**Data listing:**
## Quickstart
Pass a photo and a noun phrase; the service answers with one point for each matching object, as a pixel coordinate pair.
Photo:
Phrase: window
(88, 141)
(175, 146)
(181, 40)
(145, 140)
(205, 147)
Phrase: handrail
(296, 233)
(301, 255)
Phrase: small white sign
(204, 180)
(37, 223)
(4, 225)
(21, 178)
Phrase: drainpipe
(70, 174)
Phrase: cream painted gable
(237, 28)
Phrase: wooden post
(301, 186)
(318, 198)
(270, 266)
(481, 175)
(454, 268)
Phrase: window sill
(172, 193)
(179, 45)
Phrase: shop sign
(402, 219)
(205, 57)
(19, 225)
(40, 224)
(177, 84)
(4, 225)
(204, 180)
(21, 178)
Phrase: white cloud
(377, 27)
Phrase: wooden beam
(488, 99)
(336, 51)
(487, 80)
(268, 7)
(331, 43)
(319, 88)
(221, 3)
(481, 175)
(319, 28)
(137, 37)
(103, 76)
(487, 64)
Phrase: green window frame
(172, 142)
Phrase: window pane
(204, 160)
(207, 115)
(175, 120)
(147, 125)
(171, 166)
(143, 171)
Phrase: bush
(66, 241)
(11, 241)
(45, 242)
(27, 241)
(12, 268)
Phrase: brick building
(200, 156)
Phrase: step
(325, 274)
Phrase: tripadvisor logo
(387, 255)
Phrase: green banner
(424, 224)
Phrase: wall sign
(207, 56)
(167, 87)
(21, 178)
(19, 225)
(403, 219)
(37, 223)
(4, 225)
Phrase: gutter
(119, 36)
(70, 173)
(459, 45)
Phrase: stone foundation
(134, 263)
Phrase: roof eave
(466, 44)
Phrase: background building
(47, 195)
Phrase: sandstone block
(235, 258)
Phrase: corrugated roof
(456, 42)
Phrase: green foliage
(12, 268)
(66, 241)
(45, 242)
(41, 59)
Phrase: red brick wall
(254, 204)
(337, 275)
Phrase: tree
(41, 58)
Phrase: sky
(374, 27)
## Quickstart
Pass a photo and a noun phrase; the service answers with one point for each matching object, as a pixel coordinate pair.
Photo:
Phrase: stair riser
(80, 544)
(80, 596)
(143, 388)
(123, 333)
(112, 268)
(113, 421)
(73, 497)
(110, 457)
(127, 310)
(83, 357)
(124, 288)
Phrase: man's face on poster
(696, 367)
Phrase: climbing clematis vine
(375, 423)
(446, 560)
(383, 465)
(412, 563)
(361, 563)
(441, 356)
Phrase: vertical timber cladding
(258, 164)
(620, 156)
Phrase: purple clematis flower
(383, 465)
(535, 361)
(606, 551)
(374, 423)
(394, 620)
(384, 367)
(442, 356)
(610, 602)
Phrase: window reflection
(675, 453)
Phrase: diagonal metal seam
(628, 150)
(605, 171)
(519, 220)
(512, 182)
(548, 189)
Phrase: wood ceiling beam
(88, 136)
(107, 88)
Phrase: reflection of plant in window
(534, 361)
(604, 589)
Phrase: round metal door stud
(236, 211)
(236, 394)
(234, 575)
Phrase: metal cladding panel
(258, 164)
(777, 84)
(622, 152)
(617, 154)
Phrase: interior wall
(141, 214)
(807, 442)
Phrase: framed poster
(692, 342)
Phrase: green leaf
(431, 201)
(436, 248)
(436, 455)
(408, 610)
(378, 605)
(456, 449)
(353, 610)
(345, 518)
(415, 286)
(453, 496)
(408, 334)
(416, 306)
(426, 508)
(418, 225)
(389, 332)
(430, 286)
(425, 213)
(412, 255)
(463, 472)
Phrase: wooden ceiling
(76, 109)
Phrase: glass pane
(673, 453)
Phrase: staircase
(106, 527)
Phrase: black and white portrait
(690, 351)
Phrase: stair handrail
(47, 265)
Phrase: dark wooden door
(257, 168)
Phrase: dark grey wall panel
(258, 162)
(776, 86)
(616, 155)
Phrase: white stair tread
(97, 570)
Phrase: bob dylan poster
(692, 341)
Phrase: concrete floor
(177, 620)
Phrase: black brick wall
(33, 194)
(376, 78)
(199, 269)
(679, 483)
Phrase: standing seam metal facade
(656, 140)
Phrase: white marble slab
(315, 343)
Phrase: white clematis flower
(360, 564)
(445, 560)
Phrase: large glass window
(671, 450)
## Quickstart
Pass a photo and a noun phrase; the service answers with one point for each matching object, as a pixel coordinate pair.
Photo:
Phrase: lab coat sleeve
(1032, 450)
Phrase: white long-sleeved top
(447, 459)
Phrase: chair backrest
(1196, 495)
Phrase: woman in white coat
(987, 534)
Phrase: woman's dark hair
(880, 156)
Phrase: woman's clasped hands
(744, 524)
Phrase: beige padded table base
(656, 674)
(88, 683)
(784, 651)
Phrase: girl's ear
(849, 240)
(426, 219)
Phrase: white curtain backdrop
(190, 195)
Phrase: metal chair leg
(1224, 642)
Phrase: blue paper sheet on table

**Exercise details:**
Repeat every line of the records, exactly as given.

**Answer section:**
## Quickstart
Pass a photo and a noun phrase; the service answers with one point for each matching object, as a pixel coordinate pair.
Photo:
Phrase: window
(88, 141)
(175, 146)
(181, 40)
(145, 140)
(205, 147)
Phrase: handrail
(296, 233)
(301, 255)
Phrase: small white sign
(204, 180)
(37, 223)
(4, 225)
(21, 178)
Phrase: drainpipe
(70, 174)
Phrase: cream painted gable
(237, 28)
Phrase: wooden post
(301, 186)
(318, 198)
(270, 266)
(481, 175)
(454, 268)
Phrase: window sill
(172, 193)
(179, 45)
Phrase: shop sign
(402, 219)
(205, 57)
(19, 225)
(40, 224)
(177, 84)
(4, 225)
(204, 180)
(21, 178)
Phrase: white cloud
(377, 27)
Phrase: wooden beam
(488, 99)
(336, 51)
(487, 80)
(268, 7)
(331, 43)
(319, 88)
(221, 3)
(481, 175)
(319, 28)
(137, 37)
(103, 76)
(487, 64)
Phrase: green window frame
(172, 142)
Phrase: window pane
(204, 160)
(207, 115)
(175, 120)
(147, 125)
(171, 166)
(143, 171)
Phrase: bush
(66, 241)
(11, 241)
(45, 242)
(27, 241)
(12, 268)
Phrase: brick building
(200, 156)
Phrase: step
(325, 274)
Phrase: tripadvisor logo
(387, 255)
Phrase: green banner
(424, 224)
Phrase: wall sign
(207, 56)
(167, 87)
(21, 178)
(19, 225)
(403, 219)
(37, 223)
(4, 225)
Phrase: gutter
(119, 36)
(70, 173)
(459, 45)
Phrase: stone foundation
(134, 263)
Phrase: roof eave
(466, 44)
Phrase: background building
(47, 195)
Phrase: sandstone block
(235, 258)
Phrase: corrugated roof
(456, 42)
Phrase: green foliage
(12, 268)
(66, 241)
(45, 242)
(41, 59)
Phrase: red brick wall
(254, 204)
(337, 275)
Phrase: tree
(41, 58)
Phrase: sky
(374, 27)
## Quickstart
Pass a photo and a noun phrase; the service answers with one point for each matching object, as a pixel coordinate pair.
Photo:
Phrase: stair riser
(80, 544)
(80, 596)
(143, 388)
(123, 333)
(112, 268)
(113, 421)
(73, 497)
(110, 457)
(127, 310)
(83, 357)
(124, 288)
Phrase: man's face on poster
(696, 367)
Phrase: climbing clematis vine
(375, 423)
(446, 560)
(383, 465)
(412, 563)
(361, 563)
(441, 356)
Phrase: vertical timber cladding
(258, 164)
(620, 156)
Phrase: purple clematis flower
(383, 465)
(535, 361)
(606, 551)
(374, 423)
(394, 620)
(384, 367)
(442, 356)
(610, 602)
Phrase: window reflection
(675, 453)
Phrase: diagonal metal seam
(628, 150)
(605, 171)
(519, 220)
(512, 182)
(548, 189)
Phrase: wood ceiling beam
(88, 136)
(107, 88)
Phrase: reflection of plant in window
(534, 361)
(604, 589)
Phrase: round metal door stud
(236, 211)
(236, 394)
(234, 575)
Phrase: metal cladding panel
(258, 164)
(777, 84)
(622, 152)
(617, 154)
Phrase: interior wall
(141, 214)
(807, 442)
Phrase: framed poster
(692, 342)
Phrase: green leaf
(431, 201)
(436, 248)
(436, 455)
(408, 610)
(378, 605)
(456, 449)
(353, 610)
(345, 518)
(415, 286)
(453, 496)
(408, 334)
(416, 306)
(426, 508)
(418, 225)
(389, 332)
(430, 286)
(425, 213)
(412, 255)
(463, 472)
Phrase: wooden ceiling
(76, 109)
Phrase: glass pane
(673, 453)
Phrase: staircase
(106, 527)
Phrase: black and white portrait
(690, 351)
Phrase: stair handrail
(47, 265)
Phrase: dark wooden door
(257, 168)
Phrase: dark grey wall panel
(258, 162)
(776, 86)
(616, 155)
Phrase: white stair tread
(97, 570)
Phrase: bob dylan poster
(692, 341)
Phrase: concrete floor
(177, 620)
Phrase: black brick wall
(33, 194)
(376, 78)
(199, 269)
(679, 483)
Phrase: standing seam metal facade
(656, 140)
Phrase: white marble slab
(315, 343)
Phrase: white clematis flower
(360, 564)
(445, 560)
Phrase: large glass window
(671, 450)
## Quickstart
Pass a photo and a noun phrase; the service answers with one point for each matching object, as a pixel coordinate pair.
Photo:
Phrase: lab coat sleeve
(1032, 450)
Phrase: white long-sleeved top
(447, 459)
Phrase: chair backrest
(1196, 495)
Phrase: woman in white coat
(987, 534)
Phrase: woman's dark hair
(880, 156)
Phrase: woman's clasped hands
(744, 524)
Phrase: beige padded table base
(656, 674)
(88, 683)
(784, 651)
Phrase: girl's ear
(849, 240)
(426, 219)
Phrase: white curtain backdrop
(190, 195)
Phrase: metal chair leg
(1224, 642)
Phrase: blue paper sheet on table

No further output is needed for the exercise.